<<<<

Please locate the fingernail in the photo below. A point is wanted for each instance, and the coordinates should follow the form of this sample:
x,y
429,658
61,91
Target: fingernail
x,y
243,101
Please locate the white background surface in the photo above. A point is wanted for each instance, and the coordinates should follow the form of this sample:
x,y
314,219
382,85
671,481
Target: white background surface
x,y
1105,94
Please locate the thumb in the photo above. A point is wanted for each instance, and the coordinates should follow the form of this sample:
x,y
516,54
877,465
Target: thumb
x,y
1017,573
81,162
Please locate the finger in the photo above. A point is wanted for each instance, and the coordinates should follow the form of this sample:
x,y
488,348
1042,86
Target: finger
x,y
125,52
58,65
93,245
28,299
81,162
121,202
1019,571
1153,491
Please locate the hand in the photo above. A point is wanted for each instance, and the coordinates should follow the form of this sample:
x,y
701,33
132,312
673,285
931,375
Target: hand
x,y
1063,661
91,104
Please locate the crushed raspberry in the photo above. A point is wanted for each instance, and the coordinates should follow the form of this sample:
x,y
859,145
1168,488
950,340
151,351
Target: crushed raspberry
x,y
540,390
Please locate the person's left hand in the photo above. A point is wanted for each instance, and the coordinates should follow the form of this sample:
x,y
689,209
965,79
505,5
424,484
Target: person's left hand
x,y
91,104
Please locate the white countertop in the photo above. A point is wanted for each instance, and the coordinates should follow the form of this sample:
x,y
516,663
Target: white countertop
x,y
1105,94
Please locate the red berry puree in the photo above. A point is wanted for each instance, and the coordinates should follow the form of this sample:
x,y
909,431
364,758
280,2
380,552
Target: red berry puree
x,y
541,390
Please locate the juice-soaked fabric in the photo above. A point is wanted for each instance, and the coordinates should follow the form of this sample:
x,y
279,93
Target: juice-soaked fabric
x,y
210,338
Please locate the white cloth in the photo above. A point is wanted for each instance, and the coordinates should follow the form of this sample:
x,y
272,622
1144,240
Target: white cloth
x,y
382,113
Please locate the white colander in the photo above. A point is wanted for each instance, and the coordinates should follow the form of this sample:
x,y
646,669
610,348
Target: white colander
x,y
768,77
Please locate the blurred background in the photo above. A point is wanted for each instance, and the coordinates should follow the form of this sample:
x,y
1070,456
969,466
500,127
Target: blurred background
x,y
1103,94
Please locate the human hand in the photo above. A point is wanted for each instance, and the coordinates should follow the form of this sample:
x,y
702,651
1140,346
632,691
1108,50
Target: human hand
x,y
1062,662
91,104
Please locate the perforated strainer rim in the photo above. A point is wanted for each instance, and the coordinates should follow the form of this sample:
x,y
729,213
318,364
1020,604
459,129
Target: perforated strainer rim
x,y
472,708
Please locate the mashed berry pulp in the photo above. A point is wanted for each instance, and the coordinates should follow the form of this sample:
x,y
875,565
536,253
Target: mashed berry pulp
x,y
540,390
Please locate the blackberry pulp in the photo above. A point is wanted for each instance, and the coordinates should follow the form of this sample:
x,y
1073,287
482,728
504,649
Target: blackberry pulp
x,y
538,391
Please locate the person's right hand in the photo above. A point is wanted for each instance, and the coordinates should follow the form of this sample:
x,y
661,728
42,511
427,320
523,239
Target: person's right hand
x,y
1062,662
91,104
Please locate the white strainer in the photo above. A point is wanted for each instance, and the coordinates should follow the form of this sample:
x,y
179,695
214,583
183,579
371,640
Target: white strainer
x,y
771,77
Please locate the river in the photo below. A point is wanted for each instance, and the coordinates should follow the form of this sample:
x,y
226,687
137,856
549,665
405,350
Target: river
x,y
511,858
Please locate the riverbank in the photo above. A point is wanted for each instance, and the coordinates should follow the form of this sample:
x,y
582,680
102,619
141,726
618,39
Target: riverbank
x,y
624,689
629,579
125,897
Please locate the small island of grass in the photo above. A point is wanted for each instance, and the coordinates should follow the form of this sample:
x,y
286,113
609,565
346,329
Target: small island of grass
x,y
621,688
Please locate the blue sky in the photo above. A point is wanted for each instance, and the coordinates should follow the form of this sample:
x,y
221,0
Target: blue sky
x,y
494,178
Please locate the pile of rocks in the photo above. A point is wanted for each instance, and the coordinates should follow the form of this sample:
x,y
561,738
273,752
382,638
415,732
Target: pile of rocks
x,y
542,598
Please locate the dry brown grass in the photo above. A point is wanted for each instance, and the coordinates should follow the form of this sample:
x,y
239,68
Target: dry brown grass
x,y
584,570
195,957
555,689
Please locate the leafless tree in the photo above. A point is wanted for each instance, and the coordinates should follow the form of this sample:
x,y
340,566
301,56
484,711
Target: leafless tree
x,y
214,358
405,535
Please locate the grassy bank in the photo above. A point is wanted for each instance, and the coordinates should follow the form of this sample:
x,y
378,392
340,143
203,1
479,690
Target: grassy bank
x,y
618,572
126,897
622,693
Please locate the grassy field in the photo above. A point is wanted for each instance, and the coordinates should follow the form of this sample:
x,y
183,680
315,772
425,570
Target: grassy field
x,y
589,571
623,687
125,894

>>>>
<<<<

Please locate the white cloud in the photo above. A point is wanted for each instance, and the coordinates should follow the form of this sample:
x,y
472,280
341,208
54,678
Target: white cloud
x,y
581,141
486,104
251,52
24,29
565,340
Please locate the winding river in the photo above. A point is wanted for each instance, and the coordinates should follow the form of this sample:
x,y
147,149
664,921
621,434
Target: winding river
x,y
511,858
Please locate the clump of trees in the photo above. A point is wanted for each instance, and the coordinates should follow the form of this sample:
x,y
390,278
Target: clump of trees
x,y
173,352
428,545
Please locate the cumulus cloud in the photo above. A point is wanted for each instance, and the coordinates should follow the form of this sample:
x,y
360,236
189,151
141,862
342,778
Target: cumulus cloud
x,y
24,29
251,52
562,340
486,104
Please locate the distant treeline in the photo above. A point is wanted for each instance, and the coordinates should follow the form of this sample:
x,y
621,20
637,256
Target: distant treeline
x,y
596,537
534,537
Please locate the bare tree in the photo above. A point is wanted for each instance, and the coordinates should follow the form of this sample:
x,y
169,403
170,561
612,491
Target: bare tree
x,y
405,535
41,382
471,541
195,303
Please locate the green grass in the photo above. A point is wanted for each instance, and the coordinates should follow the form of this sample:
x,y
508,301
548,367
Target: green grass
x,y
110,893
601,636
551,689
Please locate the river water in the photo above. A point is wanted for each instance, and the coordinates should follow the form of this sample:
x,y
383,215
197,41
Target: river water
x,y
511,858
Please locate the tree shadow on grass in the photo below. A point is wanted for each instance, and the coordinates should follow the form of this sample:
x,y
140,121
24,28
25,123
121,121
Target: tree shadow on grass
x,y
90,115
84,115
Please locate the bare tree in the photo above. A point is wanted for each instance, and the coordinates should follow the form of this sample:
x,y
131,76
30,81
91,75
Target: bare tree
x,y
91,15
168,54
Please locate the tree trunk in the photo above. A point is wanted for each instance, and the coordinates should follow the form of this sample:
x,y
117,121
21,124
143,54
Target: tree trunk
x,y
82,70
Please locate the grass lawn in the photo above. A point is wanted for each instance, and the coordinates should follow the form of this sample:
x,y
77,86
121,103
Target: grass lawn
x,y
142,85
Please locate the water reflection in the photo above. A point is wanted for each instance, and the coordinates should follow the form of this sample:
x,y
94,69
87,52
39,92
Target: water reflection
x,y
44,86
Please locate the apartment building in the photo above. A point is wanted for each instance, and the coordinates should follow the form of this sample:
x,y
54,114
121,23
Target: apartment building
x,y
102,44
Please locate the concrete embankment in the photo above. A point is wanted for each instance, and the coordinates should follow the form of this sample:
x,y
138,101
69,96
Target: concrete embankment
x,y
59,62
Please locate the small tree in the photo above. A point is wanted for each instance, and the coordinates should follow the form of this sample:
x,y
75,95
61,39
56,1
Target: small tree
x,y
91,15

>>>>
<<<<

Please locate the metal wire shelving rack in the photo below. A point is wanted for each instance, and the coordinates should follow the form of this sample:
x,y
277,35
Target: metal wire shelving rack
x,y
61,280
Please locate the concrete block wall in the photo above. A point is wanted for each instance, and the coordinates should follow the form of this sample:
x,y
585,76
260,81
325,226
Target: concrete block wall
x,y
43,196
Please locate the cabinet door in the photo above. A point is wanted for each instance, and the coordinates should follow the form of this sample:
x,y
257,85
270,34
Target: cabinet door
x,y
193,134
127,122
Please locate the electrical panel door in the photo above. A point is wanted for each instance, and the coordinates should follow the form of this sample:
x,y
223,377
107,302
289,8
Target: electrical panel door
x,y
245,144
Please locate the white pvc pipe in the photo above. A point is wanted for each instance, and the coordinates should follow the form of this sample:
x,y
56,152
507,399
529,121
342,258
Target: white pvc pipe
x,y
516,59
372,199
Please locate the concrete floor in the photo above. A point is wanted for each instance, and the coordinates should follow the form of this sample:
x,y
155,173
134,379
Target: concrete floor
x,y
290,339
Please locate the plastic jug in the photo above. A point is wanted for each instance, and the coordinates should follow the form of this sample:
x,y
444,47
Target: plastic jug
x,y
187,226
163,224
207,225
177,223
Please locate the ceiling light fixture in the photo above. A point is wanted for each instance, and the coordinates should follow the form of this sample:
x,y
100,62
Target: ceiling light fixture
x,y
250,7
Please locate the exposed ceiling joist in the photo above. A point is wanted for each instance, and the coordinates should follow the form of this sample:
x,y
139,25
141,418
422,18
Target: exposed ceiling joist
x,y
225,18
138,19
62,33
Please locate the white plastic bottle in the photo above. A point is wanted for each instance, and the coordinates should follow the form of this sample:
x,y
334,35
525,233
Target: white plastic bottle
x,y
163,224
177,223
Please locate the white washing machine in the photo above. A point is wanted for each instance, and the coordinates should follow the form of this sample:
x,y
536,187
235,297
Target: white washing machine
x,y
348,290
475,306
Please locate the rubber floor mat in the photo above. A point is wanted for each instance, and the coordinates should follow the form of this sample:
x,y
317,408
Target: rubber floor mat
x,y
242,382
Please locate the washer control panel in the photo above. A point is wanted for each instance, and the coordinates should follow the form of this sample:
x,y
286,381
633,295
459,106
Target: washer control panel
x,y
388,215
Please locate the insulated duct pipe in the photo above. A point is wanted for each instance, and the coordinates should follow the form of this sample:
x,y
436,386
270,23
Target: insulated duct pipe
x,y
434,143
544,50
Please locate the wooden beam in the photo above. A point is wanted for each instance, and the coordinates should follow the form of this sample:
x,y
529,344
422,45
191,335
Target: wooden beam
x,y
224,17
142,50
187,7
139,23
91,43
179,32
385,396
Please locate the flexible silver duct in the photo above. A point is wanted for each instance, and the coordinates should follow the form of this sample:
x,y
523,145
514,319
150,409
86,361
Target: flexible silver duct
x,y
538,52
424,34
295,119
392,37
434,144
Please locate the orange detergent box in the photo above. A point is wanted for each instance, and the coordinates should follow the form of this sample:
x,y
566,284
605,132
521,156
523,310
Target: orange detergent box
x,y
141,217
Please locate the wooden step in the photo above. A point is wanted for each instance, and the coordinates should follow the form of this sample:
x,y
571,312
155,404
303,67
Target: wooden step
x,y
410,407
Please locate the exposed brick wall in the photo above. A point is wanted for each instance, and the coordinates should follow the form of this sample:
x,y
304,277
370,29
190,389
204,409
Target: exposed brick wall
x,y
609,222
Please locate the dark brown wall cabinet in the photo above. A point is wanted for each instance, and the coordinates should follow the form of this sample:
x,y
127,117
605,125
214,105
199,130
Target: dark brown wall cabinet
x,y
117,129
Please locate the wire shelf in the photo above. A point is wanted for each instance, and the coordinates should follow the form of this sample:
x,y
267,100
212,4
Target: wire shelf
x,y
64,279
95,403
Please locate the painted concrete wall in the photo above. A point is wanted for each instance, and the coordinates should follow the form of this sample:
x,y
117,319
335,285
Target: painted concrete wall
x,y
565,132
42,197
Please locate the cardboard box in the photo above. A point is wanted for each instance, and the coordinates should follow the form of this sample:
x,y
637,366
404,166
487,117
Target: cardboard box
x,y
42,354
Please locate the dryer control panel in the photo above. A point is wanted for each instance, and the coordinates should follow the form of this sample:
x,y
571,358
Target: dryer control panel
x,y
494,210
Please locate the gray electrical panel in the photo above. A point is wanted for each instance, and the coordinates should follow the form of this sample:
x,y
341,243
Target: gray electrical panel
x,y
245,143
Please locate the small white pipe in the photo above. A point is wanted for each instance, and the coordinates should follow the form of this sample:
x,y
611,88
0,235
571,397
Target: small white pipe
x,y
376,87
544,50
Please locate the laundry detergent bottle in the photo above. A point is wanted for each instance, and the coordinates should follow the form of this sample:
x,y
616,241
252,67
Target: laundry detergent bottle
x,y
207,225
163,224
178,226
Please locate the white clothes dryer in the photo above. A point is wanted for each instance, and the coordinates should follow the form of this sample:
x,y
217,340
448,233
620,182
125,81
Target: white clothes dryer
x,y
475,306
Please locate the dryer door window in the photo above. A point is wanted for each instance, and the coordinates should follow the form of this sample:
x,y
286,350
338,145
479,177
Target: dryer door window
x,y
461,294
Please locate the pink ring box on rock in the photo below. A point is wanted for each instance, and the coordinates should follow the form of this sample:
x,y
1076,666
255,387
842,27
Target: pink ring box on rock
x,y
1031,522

>>>>

Exercise requirements. Could you report all lines of the listing that hold "below"?

Task response.
Please locate the fingernail in the photo below. A point is wanted for each instance, and the coordinates should follow the form of this sample:
Please locate the river in the photo below. A point is wanted for each instance, and the coordinates should follow the form of this sample:
Please locate the tree shadow on grass in the photo below. A point is wanted for each instance, and the coordinates should follow the form of this sample:
Please locate the metal wire shelving rack in the photo below. A point is wanted for each instance, and the coordinates should follow the form of this sample:
Please locate the pink ring box on rock in the photo below. A point is wanted for each instance, and the coordinates should follow the form of this sample:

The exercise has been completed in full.